The problem => Write the material out again in full, word for word. Do not include the pictures.

(Dataset records about object locations)
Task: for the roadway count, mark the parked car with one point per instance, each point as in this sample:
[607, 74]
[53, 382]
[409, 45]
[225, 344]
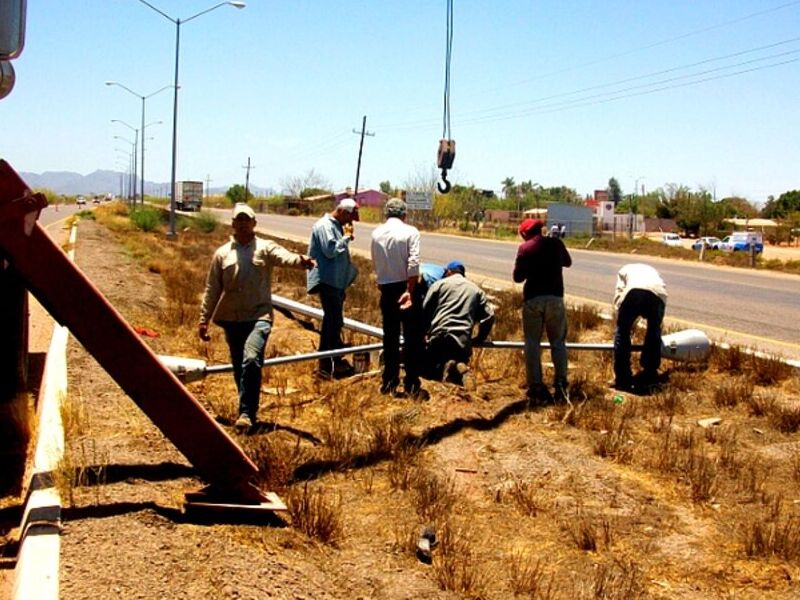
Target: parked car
[740, 241]
[711, 243]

Exercise output =>
Task: for the roadway count, mark the parked car with one point per instance, each point as in this sample:
[607, 74]
[53, 382]
[409, 45]
[225, 344]
Target: parked car
[740, 241]
[711, 243]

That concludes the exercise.